Segment Start: TASK INPUT

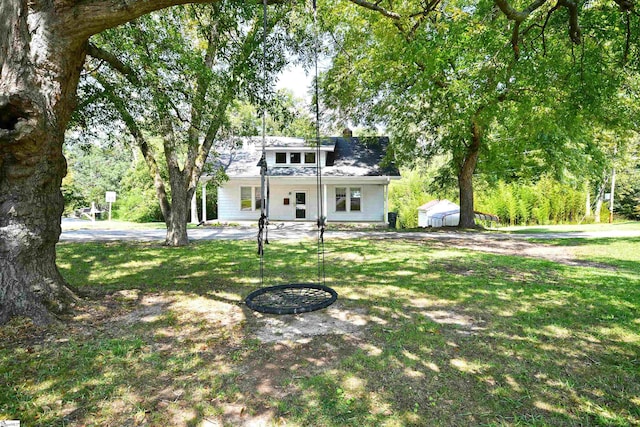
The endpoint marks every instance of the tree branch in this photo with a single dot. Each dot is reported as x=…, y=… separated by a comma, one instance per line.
x=114, y=62
x=518, y=17
x=375, y=7
x=574, y=27
x=82, y=19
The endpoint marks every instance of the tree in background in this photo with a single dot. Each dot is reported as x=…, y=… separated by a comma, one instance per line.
x=42, y=51
x=446, y=81
x=176, y=76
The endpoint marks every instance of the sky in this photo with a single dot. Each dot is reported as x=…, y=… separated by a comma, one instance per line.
x=295, y=79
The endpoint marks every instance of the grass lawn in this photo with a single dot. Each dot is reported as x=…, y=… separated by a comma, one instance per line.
x=605, y=226
x=422, y=334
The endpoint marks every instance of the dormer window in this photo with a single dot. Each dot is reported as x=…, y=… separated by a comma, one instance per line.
x=310, y=157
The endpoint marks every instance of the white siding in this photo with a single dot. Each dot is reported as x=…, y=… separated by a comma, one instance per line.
x=229, y=202
x=372, y=202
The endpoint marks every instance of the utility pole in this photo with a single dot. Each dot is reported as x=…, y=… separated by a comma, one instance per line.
x=613, y=183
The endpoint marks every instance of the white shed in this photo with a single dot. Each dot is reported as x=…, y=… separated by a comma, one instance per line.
x=439, y=213
x=444, y=213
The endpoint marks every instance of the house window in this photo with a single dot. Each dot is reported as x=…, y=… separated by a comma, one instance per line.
x=356, y=197
x=310, y=157
x=257, y=191
x=245, y=198
x=341, y=199
x=250, y=198
x=354, y=201
x=281, y=158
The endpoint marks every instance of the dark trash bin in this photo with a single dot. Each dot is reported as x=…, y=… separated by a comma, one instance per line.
x=392, y=217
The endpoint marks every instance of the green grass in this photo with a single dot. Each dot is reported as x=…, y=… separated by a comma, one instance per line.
x=444, y=337
x=561, y=228
x=114, y=225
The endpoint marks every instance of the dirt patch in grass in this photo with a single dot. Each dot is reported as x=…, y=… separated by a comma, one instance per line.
x=301, y=328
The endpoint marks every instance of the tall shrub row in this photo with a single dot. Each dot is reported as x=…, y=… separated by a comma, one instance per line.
x=545, y=202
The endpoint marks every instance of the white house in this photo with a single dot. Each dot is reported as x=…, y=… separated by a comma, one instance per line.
x=355, y=176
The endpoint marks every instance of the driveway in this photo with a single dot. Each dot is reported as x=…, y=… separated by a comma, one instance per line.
x=85, y=231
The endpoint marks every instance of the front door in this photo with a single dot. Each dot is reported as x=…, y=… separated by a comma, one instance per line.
x=301, y=204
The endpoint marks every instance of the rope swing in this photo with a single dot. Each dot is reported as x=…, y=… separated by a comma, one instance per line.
x=291, y=298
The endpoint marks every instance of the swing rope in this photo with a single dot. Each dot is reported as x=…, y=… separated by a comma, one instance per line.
x=319, y=189
x=263, y=222
x=290, y=298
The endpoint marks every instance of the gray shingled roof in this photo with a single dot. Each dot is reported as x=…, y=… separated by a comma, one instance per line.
x=351, y=157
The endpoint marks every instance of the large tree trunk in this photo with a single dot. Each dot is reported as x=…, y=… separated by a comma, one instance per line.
x=39, y=72
x=42, y=49
x=465, y=177
x=178, y=219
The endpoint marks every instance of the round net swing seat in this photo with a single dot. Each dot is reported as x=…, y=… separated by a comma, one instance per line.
x=292, y=298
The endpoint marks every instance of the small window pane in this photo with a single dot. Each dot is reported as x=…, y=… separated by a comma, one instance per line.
x=310, y=157
x=257, y=197
x=281, y=157
x=356, y=196
x=341, y=199
x=245, y=198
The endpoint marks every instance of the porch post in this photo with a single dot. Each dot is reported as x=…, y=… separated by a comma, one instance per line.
x=385, y=218
x=194, y=210
x=324, y=201
x=204, y=201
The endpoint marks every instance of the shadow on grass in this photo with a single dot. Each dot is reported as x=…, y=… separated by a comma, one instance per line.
x=448, y=337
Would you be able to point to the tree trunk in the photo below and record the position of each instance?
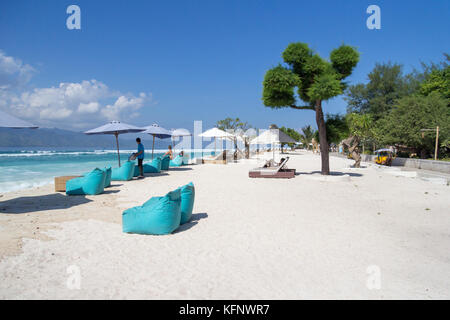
(322, 139)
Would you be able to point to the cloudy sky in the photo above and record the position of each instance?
(175, 62)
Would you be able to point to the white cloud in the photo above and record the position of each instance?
(13, 72)
(123, 105)
(68, 104)
(90, 107)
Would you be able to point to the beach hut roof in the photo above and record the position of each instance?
(216, 133)
(272, 136)
(157, 131)
(180, 132)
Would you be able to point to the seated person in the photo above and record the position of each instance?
(271, 163)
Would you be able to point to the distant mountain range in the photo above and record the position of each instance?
(52, 137)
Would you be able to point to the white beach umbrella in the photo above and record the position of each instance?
(9, 121)
(216, 133)
(181, 132)
(115, 128)
(158, 132)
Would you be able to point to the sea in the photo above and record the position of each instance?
(28, 168)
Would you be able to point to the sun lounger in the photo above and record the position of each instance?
(279, 171)
(221, 158)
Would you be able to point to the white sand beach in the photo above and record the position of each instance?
(299, 238)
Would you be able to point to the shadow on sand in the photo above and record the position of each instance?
(162, 173)
(332, 173)
(54, 201)
(179, 169)
(194, 220)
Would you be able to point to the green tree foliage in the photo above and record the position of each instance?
(411, 114)
(386, 85)
(314, 79)
(400, 105)
(437, 79)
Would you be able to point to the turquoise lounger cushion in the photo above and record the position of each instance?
(136, 170)
(124, 173)
(176, 162)
(187, 202)
(159, 215)
(154, 166)
(93, 183)
(108, 172)
(165, 162)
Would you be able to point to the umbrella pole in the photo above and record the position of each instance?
(153, 146)
(117, 143)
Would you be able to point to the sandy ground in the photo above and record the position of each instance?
(370, 235)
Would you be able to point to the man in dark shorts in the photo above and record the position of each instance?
(140, 157)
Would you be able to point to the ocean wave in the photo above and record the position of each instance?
(24, 153)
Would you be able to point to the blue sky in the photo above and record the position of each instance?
(173, 62)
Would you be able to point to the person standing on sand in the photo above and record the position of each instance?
(169, 153)
(140, 157)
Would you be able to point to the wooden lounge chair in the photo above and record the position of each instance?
(273, 172)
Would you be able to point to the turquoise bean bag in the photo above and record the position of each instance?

Segment End: TASK INPUT

§ **TASK ITEM**
Can you repeat every record above exactly, apart from the pictures?

§ **SOLUTION**
The endpoint marks every instance of the tree branch in this photo with a single dot. Each dot is reported as x=…, y=… separated by a comma, one instance per line.
x=114, y=62
x=518, y=17
x=375, y=7
x=574, y=27
x=82, y=19
The endpoint marks every instance of the tree in background in this photo with a single dot. Each dot is reported as x=…, y=… separated by a comma, one instance per line.
x=42, y=51
x=446, y=81
x=176, y=76
The endpoint marks every instance of the sky in this photo with a single dot. Each dot is reported as x=…, y=… separated by a comma, one instance per line.
x=295, y=79
The endpoint marks every instance of the grass lawn in this photo with a single dot. Each dot is reported as x=…, y=… separated by a comma, one instance per line.
x=605, y=226
x=422, y=334
The endpoint marks every instance of the dormer window in this photo with a single dot. Each dot is reported as x=…, y=… separated by a comma, one instance per line.
x=310, y=157
The endpoint marks every instance of the white siding in this photo with a single dot. Each dot is reported as x=…, y=… separated by a comma, one instance per line.
x=229, y=202
x=372, y=202
The endpoint marks every instance of the utility pole in this photo with a single dot. Each dot is reported as x=…, y=… separated by a comma, one instance per line.
x=613, y=183
The endpoint marks every instance of the white shed in this photo with a single dot. Each dot is reported as x=…, y=… separated by a comma, one instance per line.
x=439, y=213
x=444, y=213
The endpoint marks every instance of the house window in this photo with a single dot. Each dot is reported as x=…, y=… separated by a comma, one instance per line.
x=356, y=197
x=310, y=157
x=257, y=191
x=245, y=198
x=341, y=199
x=250, y=198
x=354, y=201
x=281, y=158
The endpoint marks every instance of the dark trash bin in this photo with a single dot. Each dot is reported as x=…, y=… separated by a comma, one instance per line.
x=392, y=217
The endpoint marks every instance of the green grass in this photo with a single dot. Each dot is reported as x=…, y=… separated by a comma, one instance per line.
x=444, y=337
x=561, y=228
x=114, y=225
The endpoint marks every instance of the dirt patch in grass in this photo with a single dot. Each dot is reported as x=…, y=… separated by a comma, one instance per line.
x=301, y=328
The endpoint marks every instance of the tall shrub row in this photo with a single dot. Each dot is reported as x=…, y=… separated by a comma, one instance per line.
x=545, y=202
The endpoint marks every instance of the white house in this photo with a single dot. Each dot is reported as x=…, y=… separated by a comma, one instance per line.
x=355, y=176
The endpoint marks every instance of the driveway in this photo with a single dot. Each dot is reported as x=…, y=… separated by a comma, one instance per line.
x=85, y=231
The endpoint marks every instance of the front door in this photo with a single dot. Each dot is reported as x=…, y=… separated by a comma, one instance per line.
x=301, y=204
The endpoint marks every instance of the rope swing in this photo with a single dot. Each dot is reported as x=…, y=… separated by a comma, one instance per line.
x=291, y=298
The endpoint marks every instance of the swing rope in this photo with a single dot. Each dot is reported as x=…, y=… separated by a comma, one instance per line.
x=319, y=189
x=263, y=222
x=290, y=298
The endpoint marks every instance of the gray shingled roof in this photo with a single dot. Each dot is reported as x=…, y=… separated by a comma, one instance per line.
x=351, y=157
The endpoint marks every instance of the large tree trunk in this photo with a single dot. Each dot is reported as x=…, y=… separated by a comma, one instance per line.
x=39, y=72
x=42, y=49
x=465, y=177
x=178, y=219
The endpoint marks every instance of the round net swing seat in this photo with a single dot. Each dot is reported as x=…, y=… separated by a comma, one instance per line.
x=292, y=298
The endpoint marks every instance of the small window pane in this photo with a single dot. Each dot is reported as x=…, y=… separated by a comma, one instance per line.
x=310, y=157
x=257, y=197
x=281, y=157
x=356, y=196
x=341, y=199
x=245, y=198
The endpoint marks every instance of the porch post in this photo with a single dot. Each dot is reported as x=…, y=… separated by a comma, one instance per line.
x=385, y=218
x=194, y=210
x=324, y=201
x=204, y=201
The endpoint marks every instance of the shadow on grass in this photo with a single dot. Each dot is reported as x=…, y=… separated by a comma, one instance per line.
x=448, y=337
Would you be able to point to the tree trunk in the photo below and record the position of each instance?
(322, 139)
Would you be able to point to the cloudy sky in the photo above and record the position of each instance?
(175, 62)
Would you be able to point to the white cloud in the photo above and record the position of each instance?
(13, 72)
(123, 105)
(68, 104)
(90, 107)
Would you be able to point to the beach hut roof in the photo above and record the position of each instance?
(216, 133)
(272, 136)
(157, 131)
(180, 132)
Would you be able to point to the seated person in the photo above and record the position of each instance?
(271, 163)
Would you be able to point to the distant mountain range in the photo above and record the position of each instance?
(52, 137)
Would you be able to point to the white beach umbrella in the photo above and record the position of each instance?
(9, 121)
(216, 133)
(181, 132)
(115, 128)
(158, 132)
Would you be able to point to the sea in the photo above and record the position of each instance?
(28, 168)
Would you be able to point to the sun lounger in the photo above and record the position of each instance?
(279, 171)
(221, 158)
Would you be able to point to the white sand beach in the photo above and record the position of each instance?
(299, 238)
Would you be able to point to the shadow on sand in the photo above and record the position of each instance?
(162, 173)
(332, 173)
(54, 201)
(179, 169)
(194, 220)
Would you be able to point to the green tree foliage in the photo above and record the position of each instance?
(411, 114)
(386, 85)
(314, 79)
(400, 105)
(437, 79)
Would you be able to point to the turquoise lounger cushion in the photo above and record the position of each instance?
(136, 170)
(124, 173)
(176, 162)
(187, 202)
(159, 215)
(154, 166)
(93, 183)
(108, 172)
(165, 162)
Would you be able to point to the umbrella pole in the photo above and record the position of each instance?
(153, 146)
(117, 143)
Would you be able to point to the sandy ground in the photo above and record the position of each instance?
(370, 235)
Would you be able to point to the man in dark shorts in the photo above and record the position of each instance?
(140, 157)
Would you be able to point to the ocean wave in the photo above and record the position of each instance?
(24, 153)
Would you be able to point to the blue sky in the photo above and record the position of each instance?
(173, 62)
Would you be able to point to the person standing on sand in the photo above and record the position of each instance?
(169, 153)
(140, 157)
Would you be able to point to the wooden lounge chair in the photo above and record the position of each instance?
(273, 172)
Would you be able to point to the turquoise bean bag in the photo above and record the position of each instance?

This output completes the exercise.